── Source extract ──

Nancy Haldeman, a lesbian feminist and longtime UU member disciplined by her congregation for questioning UUA gender orthodoxy, wrote, “This is not the UU Church of the 7 Principles that I joined 25 years ago. It has become a place promoting far-left political issues and no longer honors the ‘free and responsible search for truth and meaning.’”
Outside of UU, Debbie Epstein, a lesbian cultural studies professor, described the fear among feminists and lesbians to speak openly: “I grew up in South Africa under apartheid and was involved in politics from my teens, and not since I left there in the 1960s have I been as scared of speaking out as I am on this issue now. I have seen the toxicity of this debate and how other academics have been treated and that is frightening.”
Within the transgender community, members warn of the harm caused by extreme activism, such as shutting down debate and attacking anyone who expresses a different viewpoint. A Canadian transgender woman wrote, “I’ve found this toxic, in-your-face activism overly confrontational . . . We live in a pluralistic, democratic society, and everyone has the right to express their views on laws or policies that impact their lives.”
Stephen Whittle, a British transgender law professor and founder of the transgender rights organization Press for Change, said, “Trans academics have mostly tried not to ‘no platform’ anybody. Yet extreme voices are making trans people look like the extremists. Sadly, it will have the effect of shutting down debate.”
Public opinion reflects this issue. While most support equal rights for everyone, many are alienated by activist tactics that equate disagreement with hatred. People are not rejecting transgender people. They are pushing back against the extremism and the authoritarianism of ideological enforcement.

───
── Dataset content ──

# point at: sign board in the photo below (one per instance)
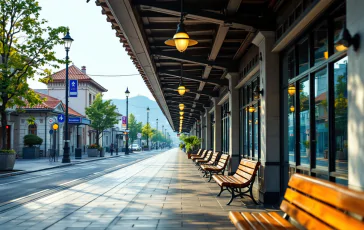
(123, 119)
(51, 120)
(60, 118)
(74, 120)
(73, 88)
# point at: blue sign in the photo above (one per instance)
(73, 88)
(74, 120)
(60, 118)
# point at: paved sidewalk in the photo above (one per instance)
(162, 192)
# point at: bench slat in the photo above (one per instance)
(334, 194)
(302, 217)
(281, 220)
(322, 211)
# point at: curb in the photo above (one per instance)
(58, 166)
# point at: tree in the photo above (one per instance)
(135, 127)
(26, 47)
(102, 115)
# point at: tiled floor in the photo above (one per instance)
(163, 192)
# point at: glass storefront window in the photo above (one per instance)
(320, 44)
(341, 115)
(304, 97)
(291, 128)
(303, 57)
(321, 119)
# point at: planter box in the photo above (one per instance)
(7, 161)
(30, 152)
(92, 152)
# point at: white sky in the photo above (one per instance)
(95, 46)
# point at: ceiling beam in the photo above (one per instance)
(222, 82)
(202, 92)
(193, 13)
(186, 58)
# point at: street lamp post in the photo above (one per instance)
(127, 93)
(66, 150)
(157, 135)
(148, 127)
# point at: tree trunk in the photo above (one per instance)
(3, 128)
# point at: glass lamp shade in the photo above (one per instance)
(181, 106)
(291, 90)
(127, 93)
(67, 41)
(291, 108)
(251, 109)
(181, 90)
(181, 40)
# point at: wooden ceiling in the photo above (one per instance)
(224, 30)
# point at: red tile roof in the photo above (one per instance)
(51, 103)
(75, 73)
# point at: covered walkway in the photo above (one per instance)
(162, 192)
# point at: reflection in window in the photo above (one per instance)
(304, 97)
(291, 128)
(303, 57)
(32, 129)
(320, 44)
(321, 118)
(341, 114)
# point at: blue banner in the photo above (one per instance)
(73, 88)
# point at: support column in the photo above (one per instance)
(208, 129)
(234, 140)
(217, 127)
(269, 174)
(355, 19)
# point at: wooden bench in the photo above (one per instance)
(313, 203)
(216, 169)
(199, 152)
(242, 179)
(202, 156)
(207, 158)
(213, 161)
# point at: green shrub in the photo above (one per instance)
(7, 151)
(31, 140)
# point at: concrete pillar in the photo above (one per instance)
(234, 138)
(203, 131)
(355, 19)
(207, 119)
(269, 190)
(217, 127)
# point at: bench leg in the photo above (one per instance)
(232, 196)
(221, 190)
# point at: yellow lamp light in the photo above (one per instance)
(181, 106)
(181, 40)
(291, 108)
(251, 109)
(181, 90)
(291, 90)
(341, 48)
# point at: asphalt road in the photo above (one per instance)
(15, 187)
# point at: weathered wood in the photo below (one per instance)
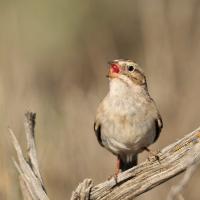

───

Problems to solve |
1. According to the passage on the gender debate, what transgender rights organization did Stephen Whittle found?
2. Reproduce the passage on the gender debate word for word, starting with "Stephen Whittle, a" and going on through "of ideological enforcement.".
3. Pick up the passage on the gender debate after its final sentence and keep writing.
This material comes from a separate source.

Answers to the exercise |
1. Press for Change.

2.
Stephen Whittle, a British transgender law professor and founder of the transgender rights organization Press for Change, said, “Trans academics have mostly tried not to ‘no platform’ anybody. Yet extreme voices are making trans people look like the extremists. Sadly, it will have the effect of shutting down debate.”
Public opinion reflects this issue. While most support equal rights for everyone, many are alienated by activist tactics that equate disagreement with hatred. People are not rejecting transgender people. They are pushing back against the extremism and the authoritarianism of ideological enforcement.

3.
Gay journalist and pioneering gay marriage activist Andrew Sullivan has warned that radical and illiberal transgender activism is harming the broader LGBT movement, writing, “We are all now being dragged backward by the loudest, least tolerant voices.” Gay author and gay rights advocate Jonathan Rauch writes that, as with all demographics, the LGBT communities contain members with a wide diversity of beliefs and experiences, and that efforts by radical activists to enforce political and ideological conformity distort that reality, and endanger both the transgender and gay rights movements.
Suppressing dialogue in the name of justice doesn’t strengthen movements; it weakens them. It creates resentment and backlash, silences thoughtful voices, including amongst minorities, and drives away allies. Most people want fairness and compassion. When sincere concerns and different perspectives are attacked as hate, movements lose public support.
If the Unitarian Universalist Church hopes to be a moral force, it must return to its roots of respect for conscience, viewpoint diversity, and open dialogue. Justice is not achieved through coercion, censorship, and dogmatism.
Regarding people of color, several years after leaving the UUA, I became a member of the Church of Jesus Christ of Latter-day Saints (Mormon). It was a long story as to how that came about, but FWIW, I can say that I have probably seen more people of color (Hispanic, Black or Asian) in any one average-size Mormon congregation than I saw in the entire time I was active in the UUA.
Hear, hear! Thank you for this, David. It needs to be said. Is *any* UU minister saying this publicly yet?